- [RECORDS TO USE]

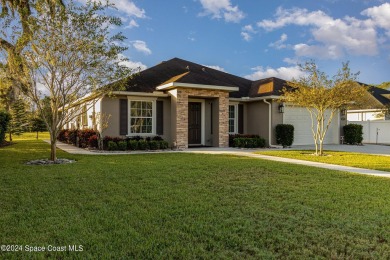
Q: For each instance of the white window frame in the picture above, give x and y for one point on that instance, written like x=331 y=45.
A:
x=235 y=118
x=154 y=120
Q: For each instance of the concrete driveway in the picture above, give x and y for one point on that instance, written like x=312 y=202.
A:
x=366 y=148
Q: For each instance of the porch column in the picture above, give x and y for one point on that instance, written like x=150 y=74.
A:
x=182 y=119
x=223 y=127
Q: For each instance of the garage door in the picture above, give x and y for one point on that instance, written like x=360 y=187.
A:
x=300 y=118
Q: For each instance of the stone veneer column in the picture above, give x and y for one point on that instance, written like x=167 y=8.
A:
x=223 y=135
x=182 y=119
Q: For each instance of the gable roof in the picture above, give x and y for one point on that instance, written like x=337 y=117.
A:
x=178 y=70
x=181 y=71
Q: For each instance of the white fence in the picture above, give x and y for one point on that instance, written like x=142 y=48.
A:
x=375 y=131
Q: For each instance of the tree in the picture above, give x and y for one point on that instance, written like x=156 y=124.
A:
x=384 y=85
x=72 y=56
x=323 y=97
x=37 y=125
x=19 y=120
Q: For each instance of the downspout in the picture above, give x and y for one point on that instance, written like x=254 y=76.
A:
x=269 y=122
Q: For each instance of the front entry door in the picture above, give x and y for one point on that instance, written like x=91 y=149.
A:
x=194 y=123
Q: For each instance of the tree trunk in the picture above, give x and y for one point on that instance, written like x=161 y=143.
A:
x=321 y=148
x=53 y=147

...

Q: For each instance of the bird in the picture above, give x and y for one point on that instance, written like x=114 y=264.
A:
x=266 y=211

- [YOUR ASSIGNMENT] Return all lines above that mention the word "column".

- [SOLVED PROBLEM]
Q: For each instance of the porch column in the picture above, give x and y for one point on that instance, written like x=150 y=74.
Q: For each instance of the stone veneer column in the picture above, give x and y for one point on that instance, written like x=167 y=8.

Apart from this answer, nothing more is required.